* [What the task requires]:
Starting from the line containing "Target: car trunk", write out every remaining line exactly, the last one included.

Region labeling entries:

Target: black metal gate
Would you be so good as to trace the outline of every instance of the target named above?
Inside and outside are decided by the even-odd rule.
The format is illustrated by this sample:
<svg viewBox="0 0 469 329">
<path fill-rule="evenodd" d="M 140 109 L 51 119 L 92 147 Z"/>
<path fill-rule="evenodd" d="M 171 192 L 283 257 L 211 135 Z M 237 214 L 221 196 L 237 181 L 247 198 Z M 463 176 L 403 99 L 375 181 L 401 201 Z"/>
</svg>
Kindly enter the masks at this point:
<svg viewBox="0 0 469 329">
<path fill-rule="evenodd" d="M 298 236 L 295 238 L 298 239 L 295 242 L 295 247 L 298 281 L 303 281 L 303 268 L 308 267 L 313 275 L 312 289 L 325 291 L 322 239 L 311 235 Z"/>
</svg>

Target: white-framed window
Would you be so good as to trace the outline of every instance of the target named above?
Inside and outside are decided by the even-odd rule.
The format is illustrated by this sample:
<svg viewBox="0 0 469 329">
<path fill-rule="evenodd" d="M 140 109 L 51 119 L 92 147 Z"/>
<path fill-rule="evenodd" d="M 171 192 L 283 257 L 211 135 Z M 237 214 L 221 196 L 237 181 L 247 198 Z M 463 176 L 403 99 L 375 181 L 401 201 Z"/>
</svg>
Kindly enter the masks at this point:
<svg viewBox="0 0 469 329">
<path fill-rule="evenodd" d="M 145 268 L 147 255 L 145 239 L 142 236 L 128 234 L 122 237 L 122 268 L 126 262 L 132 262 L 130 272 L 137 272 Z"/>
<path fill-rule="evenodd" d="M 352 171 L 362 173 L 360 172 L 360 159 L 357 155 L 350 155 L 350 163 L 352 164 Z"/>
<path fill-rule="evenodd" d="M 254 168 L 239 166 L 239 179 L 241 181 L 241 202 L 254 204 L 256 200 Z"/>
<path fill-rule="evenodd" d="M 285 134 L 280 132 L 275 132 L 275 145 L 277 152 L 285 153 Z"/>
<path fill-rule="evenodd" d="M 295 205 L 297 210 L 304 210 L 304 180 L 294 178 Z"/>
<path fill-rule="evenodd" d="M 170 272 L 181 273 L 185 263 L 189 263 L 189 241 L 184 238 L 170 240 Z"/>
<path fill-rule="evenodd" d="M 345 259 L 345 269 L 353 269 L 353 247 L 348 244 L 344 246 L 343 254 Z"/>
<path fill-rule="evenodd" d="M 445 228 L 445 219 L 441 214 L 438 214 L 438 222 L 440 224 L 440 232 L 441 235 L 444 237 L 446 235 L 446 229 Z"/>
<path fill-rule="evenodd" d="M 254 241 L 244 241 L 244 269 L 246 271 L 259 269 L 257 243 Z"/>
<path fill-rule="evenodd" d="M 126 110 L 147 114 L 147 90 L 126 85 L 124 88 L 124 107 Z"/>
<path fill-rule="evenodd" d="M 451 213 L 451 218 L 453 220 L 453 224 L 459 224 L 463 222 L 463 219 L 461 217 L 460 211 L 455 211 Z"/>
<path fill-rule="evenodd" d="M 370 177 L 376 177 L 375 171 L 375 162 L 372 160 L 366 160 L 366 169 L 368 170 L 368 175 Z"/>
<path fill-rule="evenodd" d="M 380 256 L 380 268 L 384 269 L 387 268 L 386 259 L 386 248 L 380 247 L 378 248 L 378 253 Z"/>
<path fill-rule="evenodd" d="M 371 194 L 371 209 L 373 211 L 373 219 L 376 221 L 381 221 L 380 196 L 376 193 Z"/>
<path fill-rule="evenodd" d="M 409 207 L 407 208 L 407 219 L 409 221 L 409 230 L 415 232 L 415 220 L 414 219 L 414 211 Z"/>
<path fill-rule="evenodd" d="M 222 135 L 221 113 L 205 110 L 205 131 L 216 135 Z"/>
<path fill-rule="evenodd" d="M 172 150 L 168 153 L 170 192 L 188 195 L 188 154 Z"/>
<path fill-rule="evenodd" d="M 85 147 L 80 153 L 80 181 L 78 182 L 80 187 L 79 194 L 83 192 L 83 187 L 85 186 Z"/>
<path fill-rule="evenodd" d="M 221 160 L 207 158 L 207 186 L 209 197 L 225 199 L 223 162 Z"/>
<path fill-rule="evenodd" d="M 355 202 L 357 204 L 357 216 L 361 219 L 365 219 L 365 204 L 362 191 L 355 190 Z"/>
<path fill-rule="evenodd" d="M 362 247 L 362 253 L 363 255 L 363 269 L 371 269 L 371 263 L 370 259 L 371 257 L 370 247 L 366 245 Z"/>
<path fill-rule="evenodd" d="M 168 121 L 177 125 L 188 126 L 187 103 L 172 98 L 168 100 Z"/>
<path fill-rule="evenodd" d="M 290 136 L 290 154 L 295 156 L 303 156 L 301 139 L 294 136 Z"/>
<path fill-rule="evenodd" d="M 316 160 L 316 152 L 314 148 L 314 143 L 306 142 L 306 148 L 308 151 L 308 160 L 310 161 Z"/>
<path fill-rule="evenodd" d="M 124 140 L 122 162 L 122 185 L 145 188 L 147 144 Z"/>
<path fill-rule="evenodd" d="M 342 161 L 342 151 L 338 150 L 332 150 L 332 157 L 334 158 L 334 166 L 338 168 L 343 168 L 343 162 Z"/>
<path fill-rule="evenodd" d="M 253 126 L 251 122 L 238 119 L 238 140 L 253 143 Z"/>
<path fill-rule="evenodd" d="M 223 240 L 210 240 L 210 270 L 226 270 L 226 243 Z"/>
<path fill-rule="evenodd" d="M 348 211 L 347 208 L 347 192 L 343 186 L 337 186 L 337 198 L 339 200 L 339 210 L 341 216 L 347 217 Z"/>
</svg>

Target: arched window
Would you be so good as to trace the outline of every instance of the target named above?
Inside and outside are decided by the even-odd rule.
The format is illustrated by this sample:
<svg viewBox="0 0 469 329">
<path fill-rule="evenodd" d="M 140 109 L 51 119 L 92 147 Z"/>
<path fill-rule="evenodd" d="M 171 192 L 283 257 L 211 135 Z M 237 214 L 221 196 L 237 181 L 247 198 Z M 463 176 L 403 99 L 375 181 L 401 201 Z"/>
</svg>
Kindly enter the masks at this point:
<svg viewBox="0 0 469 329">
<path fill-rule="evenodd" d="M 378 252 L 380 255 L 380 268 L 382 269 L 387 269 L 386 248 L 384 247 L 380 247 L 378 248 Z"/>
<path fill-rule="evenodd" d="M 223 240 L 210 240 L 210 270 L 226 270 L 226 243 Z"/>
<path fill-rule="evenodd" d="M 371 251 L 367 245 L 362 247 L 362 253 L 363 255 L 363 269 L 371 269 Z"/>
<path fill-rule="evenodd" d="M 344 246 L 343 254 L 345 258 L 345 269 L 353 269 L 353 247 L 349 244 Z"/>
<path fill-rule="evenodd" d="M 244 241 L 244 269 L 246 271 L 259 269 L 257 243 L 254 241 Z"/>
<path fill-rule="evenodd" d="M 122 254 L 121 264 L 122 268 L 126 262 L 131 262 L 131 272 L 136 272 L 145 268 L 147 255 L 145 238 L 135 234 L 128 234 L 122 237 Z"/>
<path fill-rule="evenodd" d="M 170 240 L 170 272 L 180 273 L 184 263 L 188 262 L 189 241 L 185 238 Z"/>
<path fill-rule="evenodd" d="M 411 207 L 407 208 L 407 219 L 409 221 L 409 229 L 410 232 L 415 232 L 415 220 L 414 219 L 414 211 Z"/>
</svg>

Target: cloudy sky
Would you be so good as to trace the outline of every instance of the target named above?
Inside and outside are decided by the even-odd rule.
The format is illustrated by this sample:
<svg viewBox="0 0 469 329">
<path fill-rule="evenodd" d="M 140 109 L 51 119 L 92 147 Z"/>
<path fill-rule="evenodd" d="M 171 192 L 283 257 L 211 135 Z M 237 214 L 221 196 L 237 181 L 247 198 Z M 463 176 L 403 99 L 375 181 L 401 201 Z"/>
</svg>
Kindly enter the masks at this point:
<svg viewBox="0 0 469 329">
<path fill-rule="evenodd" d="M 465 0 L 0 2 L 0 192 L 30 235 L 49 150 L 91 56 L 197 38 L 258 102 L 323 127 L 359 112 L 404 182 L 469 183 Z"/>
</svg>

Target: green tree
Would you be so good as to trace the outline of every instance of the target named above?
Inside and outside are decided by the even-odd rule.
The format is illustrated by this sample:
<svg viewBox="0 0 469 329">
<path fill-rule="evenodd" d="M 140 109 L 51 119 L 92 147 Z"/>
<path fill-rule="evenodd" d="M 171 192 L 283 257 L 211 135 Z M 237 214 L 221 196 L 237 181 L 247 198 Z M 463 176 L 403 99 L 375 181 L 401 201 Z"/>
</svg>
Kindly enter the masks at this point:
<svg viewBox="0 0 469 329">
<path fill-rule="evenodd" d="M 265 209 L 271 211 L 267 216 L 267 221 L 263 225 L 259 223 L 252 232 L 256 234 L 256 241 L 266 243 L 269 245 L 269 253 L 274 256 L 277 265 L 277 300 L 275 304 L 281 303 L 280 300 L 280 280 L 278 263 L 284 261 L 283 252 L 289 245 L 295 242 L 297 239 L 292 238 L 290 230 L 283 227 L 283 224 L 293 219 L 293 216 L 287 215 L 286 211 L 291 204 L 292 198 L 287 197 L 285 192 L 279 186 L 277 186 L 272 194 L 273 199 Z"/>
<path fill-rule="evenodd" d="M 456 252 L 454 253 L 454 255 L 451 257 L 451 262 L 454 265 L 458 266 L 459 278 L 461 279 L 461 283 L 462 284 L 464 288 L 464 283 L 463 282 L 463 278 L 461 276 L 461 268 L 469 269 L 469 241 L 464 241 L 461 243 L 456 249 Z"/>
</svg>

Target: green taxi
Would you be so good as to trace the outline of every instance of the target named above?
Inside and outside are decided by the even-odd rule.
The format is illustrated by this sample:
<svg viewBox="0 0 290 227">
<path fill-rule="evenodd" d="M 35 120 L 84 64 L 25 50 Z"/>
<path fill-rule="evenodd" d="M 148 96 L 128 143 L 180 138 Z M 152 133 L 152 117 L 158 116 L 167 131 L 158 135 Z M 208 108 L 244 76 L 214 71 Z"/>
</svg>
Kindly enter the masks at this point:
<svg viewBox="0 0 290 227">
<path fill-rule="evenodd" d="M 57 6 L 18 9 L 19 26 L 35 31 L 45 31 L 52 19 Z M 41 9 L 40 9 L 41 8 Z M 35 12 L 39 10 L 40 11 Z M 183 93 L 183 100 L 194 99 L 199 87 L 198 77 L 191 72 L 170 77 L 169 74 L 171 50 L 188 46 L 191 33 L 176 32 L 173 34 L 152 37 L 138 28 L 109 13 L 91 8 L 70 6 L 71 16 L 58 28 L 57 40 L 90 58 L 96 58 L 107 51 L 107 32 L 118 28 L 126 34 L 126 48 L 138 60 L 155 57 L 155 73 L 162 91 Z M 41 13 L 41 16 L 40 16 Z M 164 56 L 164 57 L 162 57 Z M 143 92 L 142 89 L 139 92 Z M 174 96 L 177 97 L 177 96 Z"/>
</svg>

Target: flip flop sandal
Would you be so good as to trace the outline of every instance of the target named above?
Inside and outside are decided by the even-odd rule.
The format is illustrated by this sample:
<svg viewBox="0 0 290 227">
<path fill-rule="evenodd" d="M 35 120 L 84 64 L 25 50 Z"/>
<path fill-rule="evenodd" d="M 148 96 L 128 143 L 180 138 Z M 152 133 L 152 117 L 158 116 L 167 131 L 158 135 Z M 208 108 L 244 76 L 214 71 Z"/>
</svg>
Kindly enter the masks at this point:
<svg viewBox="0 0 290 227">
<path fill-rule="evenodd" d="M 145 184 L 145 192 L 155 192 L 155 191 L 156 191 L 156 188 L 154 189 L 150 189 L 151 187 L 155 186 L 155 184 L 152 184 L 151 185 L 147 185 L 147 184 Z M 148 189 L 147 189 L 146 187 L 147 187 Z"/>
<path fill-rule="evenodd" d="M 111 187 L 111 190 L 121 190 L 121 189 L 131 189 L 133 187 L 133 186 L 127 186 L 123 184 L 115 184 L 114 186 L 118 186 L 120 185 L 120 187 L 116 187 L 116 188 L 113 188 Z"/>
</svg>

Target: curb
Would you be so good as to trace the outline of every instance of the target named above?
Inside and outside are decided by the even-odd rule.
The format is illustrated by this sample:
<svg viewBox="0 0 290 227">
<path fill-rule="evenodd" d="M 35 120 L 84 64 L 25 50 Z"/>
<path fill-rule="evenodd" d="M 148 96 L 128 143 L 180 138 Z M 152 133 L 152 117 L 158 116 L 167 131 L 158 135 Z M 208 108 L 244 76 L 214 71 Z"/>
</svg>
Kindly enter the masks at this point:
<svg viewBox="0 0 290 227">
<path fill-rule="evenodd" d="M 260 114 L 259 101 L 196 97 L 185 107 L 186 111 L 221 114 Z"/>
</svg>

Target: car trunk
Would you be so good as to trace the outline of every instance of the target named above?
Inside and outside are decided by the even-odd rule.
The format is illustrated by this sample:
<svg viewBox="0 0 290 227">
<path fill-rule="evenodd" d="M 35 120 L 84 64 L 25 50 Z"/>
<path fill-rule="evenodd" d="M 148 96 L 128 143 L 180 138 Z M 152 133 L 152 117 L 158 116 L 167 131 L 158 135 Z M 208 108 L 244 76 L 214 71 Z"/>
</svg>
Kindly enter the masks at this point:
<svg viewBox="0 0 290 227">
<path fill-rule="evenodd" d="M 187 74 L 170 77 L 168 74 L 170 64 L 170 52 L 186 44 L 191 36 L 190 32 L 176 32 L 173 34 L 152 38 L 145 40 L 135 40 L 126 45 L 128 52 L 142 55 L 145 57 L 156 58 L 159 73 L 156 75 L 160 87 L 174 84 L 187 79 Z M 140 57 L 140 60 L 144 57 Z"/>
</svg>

* [Response to this exercise]:
Target: car trunk
Would you be so good as to trace the outline of every instance of the target named above?
Inside and outside are decided by the even-odd rule.
The format is illustrated by this sample:
<svg viewBox="0 0 290 227">
<path fill-rule="evenodd" d="M 35 120 L 84 64 L 25 50 Z"/>
<path fill-rule="evenodd" d="M 148 96 L 128 143 L 180 138 Z M 152 133 L 152 117 L 158 116 L 167 131 L 158 135 Z M 208 108 L 244 76 L 214 71 Z"/>
</svg>
Kindly enter the masks at this point:
<svg viewBox="0 0 290 227">
<path fill-rule="evenodd" d="M 187 74 L 170 77 L 168 74 L 170 64 L 170 52 L 186 44 L 191 36 L 190 32 L 176 32 L 173 34 L 152 38 L 145 40 L 135 40 L 126 45 L 128 52 L 142 55 L 145 57 L 156 58 L 159 73 L 156 75 L 160 87 L 174 84 L 187 79 Z M 140 57 L 140 60 L 144 57 Z"/>
</svg>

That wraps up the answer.